WRITTEN EXERCISE
Rewrite the stretch of the records below from the line containing "Target: layered rock strata" through the end of the records as a numbered list, one line per item with blank lines left out. Include nothing outside that stretch.

········

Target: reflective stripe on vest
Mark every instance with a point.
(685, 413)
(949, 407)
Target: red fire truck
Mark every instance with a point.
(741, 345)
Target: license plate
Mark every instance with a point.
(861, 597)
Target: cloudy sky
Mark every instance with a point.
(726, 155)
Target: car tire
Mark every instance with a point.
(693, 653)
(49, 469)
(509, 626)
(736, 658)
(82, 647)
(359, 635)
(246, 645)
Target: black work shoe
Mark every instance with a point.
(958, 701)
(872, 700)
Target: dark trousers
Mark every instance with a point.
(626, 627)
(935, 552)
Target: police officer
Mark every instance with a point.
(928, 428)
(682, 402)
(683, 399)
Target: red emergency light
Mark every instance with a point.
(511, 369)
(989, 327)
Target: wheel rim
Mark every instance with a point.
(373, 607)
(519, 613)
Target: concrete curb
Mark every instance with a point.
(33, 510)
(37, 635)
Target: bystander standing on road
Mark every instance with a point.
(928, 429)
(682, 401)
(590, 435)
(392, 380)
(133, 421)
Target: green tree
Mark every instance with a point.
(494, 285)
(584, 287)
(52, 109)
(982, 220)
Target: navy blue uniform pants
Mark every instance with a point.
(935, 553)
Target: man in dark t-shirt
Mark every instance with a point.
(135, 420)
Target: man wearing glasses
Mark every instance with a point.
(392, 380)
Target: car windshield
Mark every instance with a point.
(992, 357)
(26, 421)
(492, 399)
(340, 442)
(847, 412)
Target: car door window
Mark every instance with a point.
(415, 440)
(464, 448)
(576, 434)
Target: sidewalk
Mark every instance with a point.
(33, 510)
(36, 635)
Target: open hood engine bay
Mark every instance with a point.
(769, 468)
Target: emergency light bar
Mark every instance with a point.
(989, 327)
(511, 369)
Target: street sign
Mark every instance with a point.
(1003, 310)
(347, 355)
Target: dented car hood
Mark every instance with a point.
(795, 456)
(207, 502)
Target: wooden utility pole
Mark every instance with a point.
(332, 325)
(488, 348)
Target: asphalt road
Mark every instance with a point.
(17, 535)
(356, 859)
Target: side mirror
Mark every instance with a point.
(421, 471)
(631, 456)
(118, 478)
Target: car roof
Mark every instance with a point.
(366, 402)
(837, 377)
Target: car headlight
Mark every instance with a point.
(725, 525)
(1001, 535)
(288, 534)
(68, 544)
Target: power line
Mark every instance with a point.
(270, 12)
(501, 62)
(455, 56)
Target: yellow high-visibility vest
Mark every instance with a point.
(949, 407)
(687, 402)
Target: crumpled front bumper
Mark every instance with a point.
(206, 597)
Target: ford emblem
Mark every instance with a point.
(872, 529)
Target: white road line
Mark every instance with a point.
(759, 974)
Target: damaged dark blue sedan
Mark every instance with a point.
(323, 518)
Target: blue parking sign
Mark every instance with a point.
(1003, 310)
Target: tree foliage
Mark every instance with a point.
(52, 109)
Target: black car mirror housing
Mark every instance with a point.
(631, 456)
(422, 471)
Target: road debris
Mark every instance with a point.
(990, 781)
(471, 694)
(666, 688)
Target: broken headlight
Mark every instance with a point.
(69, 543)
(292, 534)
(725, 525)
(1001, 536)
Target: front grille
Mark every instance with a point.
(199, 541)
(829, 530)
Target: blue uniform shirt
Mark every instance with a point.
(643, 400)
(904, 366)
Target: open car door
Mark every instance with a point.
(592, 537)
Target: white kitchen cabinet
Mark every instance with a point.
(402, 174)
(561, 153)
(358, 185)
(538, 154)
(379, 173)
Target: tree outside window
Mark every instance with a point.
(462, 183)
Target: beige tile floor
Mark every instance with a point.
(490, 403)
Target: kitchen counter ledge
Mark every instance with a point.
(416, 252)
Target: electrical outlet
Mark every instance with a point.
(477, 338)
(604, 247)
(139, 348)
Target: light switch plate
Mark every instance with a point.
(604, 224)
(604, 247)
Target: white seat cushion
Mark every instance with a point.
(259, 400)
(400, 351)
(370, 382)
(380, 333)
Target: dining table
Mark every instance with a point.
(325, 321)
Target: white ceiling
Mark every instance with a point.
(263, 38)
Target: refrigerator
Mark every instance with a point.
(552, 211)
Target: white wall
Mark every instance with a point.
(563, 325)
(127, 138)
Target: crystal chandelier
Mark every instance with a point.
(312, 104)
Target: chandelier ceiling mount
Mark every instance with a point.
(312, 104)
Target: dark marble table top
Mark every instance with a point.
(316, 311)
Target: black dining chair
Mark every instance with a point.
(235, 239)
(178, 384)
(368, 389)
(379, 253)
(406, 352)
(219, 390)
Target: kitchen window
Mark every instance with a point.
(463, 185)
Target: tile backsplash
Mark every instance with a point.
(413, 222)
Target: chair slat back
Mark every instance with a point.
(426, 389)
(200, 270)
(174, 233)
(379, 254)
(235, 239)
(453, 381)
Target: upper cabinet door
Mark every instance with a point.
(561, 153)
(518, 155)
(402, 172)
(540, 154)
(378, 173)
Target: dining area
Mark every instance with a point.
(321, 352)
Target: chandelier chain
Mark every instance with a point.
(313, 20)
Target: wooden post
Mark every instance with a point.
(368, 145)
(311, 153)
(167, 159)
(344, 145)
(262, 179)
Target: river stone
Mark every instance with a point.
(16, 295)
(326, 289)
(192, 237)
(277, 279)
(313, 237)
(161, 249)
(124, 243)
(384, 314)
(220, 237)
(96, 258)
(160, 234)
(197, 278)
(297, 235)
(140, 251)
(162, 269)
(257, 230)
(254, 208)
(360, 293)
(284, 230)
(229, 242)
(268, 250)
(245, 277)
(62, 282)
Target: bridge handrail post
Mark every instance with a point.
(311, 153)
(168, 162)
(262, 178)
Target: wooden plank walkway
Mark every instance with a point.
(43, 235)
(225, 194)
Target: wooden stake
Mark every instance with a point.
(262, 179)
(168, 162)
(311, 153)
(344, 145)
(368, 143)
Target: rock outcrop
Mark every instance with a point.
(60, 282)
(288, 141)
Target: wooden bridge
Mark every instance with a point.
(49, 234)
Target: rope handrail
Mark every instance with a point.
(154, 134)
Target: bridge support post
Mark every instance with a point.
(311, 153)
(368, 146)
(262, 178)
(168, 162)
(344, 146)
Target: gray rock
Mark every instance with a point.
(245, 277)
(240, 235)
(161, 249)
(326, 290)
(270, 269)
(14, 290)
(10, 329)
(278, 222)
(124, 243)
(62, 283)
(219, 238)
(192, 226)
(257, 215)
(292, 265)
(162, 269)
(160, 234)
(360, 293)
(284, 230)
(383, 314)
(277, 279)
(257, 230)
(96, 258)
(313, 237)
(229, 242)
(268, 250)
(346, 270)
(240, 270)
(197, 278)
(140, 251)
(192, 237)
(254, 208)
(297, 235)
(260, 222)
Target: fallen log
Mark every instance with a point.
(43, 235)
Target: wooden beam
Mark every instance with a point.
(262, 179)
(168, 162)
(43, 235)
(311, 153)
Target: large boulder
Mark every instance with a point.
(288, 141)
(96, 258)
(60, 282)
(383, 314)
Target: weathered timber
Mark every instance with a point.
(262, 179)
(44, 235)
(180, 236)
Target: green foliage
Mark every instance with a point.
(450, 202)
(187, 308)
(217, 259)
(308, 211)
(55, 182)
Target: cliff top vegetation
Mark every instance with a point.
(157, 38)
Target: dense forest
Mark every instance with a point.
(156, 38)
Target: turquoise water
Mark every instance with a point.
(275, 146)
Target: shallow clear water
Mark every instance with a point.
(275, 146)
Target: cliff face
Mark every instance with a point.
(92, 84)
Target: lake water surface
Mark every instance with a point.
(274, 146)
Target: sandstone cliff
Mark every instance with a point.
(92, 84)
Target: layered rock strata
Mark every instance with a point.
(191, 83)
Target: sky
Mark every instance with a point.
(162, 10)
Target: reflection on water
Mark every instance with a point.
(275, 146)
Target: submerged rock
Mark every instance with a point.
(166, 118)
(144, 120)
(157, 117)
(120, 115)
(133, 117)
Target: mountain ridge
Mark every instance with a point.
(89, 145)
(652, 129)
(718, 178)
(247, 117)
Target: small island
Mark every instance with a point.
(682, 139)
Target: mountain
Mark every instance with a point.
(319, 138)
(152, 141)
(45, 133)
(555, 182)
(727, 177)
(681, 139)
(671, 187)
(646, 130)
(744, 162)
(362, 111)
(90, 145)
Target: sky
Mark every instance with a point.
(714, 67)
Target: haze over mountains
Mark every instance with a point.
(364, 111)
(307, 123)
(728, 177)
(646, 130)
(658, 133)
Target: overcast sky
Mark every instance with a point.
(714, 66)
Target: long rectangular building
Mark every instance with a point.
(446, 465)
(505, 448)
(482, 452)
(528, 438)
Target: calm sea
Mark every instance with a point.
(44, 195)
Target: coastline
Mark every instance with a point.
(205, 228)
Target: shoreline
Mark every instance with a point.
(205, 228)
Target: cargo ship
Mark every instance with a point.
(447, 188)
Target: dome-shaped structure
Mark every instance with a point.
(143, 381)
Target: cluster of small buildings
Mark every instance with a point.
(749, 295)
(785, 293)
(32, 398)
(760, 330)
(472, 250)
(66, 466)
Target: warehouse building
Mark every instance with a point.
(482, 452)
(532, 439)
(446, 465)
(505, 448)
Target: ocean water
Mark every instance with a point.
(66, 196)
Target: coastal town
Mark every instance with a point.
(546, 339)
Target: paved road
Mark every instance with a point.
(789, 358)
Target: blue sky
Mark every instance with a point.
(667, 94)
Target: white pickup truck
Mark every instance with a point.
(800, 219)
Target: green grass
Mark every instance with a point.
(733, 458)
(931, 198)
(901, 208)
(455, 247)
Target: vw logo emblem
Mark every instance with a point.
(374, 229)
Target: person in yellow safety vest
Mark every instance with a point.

········

SOLUTION FOR THIS EXERCISE
1. Target: layered rock strata
2. Mark every instance with a point.
3. (191, 83)
4. Target: sky
5. Mark every instance with a point.
6. (162, 10)
7. Target: reflection on water
8. Mark every instance with a point.
9. (275, 146)
10. Target: submerged rock
11. Mark every instance with a point.
12. (166, 118)
13. (144, 120)
14. (157, 117)
15. (120, 115)
16. (133, 117)
17. Target: mountain ridge
18. Mark every instance with a point.
19. (89, 145)
20. (652, 129)
21. (718, 178)
22. (247, 117)
23. Target: small island
24. Mark every instance with a point.
25. (682, 139)
26. Target: mountain
27. Mark every instance with a point.
28. (319, 138)
29. (152, 141)
30. (45, 133)
31. (555, 182)
32. (727, 177)
33. (681, 139)
34. (671, 187)
35. (646, 130)
36. (744, 162)
37. (362, 111)
38. (90, 145)
39. Target: sky
40. Mark every instance with a point.
41. (714, 67)
42. Target: haze over mountains
43. Mark every instance with a point.
44. (364, 111)
45. (307, 123)
46. (728, 177)
47. (646, 130)
48. (658, 133)
49. Target: overcast sky
50. Mark every instance with a point.
51. (714, 66)
52. Target: long rectangular building
53. Mark every instance with a point.
54. (446, 465)
55. (505, 448)
56. (482, 452)
57. (528, 438)
58. Target: calm sea
59. Mark every instance with a point.
60. (44, 195)
61. Target: coastline
62. Mark every instance with a point.
63. (205, 228)
64. Target: shoreline
65. Mark every instance with a point.
66. (205, 228)
67. Target: cargo ship
68. Mark every instance with a point.
69. (447, 188)
70. Target: dome-shaped structure
71. Mark every instance with a point.
72. (143, 381)
73. Target: cluster of small buildings
74. Mark every instance with a point.
75. (749, 295)
76. (785, 293)
77. (32, 398)
78. (760, 330)
79. (472, 250)
80. (66, 466)
81. Target: warehouse building
82. Mark every instance with a point.
83. (482, 452)
84. (532, 439)
85. (446, 465)
86. (505, 448)
87. Target: ocean water
88. Mark every instance with a point.
89. (66, 196)
90. Target: coastal town
91. Mark every instance with a point.
92. (546, 339)
93. Target: paved road
94. Mark every instance with a point.
95. (789, 358)
96. Target: blue sky
97. Mark every instance with a point.
98. (667, 94)
99. Target: white pickup truck
100. Mark every instance with a point.
101. (800, 219)
102. Target: green grass
103. Mark every instance with a point.
104. (733, 458)
105. (931, 198)
106. (901, 208)
107. (455, 247)
108. Target: vw logo emblem
109. Mark every instance with a point.
110. (374, 229)
111. Target: person in yellow safety vest
112. Mark every instance with a point.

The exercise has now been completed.